◆ **Task goal**
Please revise the lines below so that "innermost point" becomes "central point" wherever it occurs, with nothing else altered.

◆ **Supplied material**
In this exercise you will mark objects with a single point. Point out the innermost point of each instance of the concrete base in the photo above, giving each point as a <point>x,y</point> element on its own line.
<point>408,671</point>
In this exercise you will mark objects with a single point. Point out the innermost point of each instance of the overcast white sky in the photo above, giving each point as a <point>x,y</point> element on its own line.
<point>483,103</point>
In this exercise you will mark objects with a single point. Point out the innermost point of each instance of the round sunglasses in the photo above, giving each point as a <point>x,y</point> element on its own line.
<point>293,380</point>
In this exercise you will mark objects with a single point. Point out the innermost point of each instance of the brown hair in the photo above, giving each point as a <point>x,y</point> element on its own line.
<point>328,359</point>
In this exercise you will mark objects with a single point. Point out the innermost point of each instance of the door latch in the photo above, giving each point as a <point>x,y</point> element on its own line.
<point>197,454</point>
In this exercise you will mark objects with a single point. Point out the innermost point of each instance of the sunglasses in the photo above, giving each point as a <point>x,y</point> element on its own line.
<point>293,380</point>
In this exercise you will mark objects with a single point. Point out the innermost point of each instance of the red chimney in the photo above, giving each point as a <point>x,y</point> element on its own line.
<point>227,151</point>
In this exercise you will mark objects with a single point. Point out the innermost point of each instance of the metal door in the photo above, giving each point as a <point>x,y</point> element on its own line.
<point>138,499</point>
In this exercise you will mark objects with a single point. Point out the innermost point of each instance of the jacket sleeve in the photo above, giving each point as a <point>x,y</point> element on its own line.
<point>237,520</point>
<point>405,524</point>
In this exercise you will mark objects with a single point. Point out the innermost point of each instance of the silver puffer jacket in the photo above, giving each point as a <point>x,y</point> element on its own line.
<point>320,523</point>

◆ **Completed task**
In this exercise you will mark objects with a single point. Point out the central point of each instance of the concrete base in the photo above, giving each point as a <point>x,y</point> element on its own line.
<point>408,671</point>
In this exercise you will mark objects with a single point. Point out the central point of each instance of the overcast white sky in the photo above, giving each point as a <point>x,y</point> element on its own line.
<point>483,103</point>
In this exercise you will mark objects with a single point. Point out the central point of each instance of the round sunglasses in the photo above, giving each point as a <point>x,y</point> element on its own line.
<point>293,380</point>
In this exercise you will mark objects with a single point. Point out the central point of each instance of the brown hair in the photo above, giving each point as a <point>x,y</point> element on its own line.
<point>328,359</point>
In this exercise you will mark objects with a single point. Point out the central point of each instance of the door latch in the photo above, giving each point as a <point>x,y</point> element on its own line.
<point>197,454</point>
In this exercise you will mark objects with a single point. Point out the central point of each instance of the sunglasses in the photo above, giving each point as a <point>x,y</point> element on its own line.
<point>293,380</point>
In this exercise you will mark objects with a single point. Point out the central point of each instance of the red chimney in the photo above, giving each point as a <point>x,y</point> element on its own line.
<point>227,151</point>
In this exercise you will mark objects with a single point. Point out the central point of each instance of the metal door in the photo above, giving each point as a <point>x,y</point> element on its own line.
<point>138,499</point>
In this exercise you will mark objects with a single point. Point out the central point of each instance of the jacket sleeve in the photo above, giving each point as a <point>x,y</point> element on its own line.
<point>237,520</point>
<point>405,524</point>
In this exercise you will mark objects with a single point. Point out the central point of each instance of the silver puffer jacket in the photo above, giving each point as a <point>x,y</point> element on its own line.
<point>320,523</point>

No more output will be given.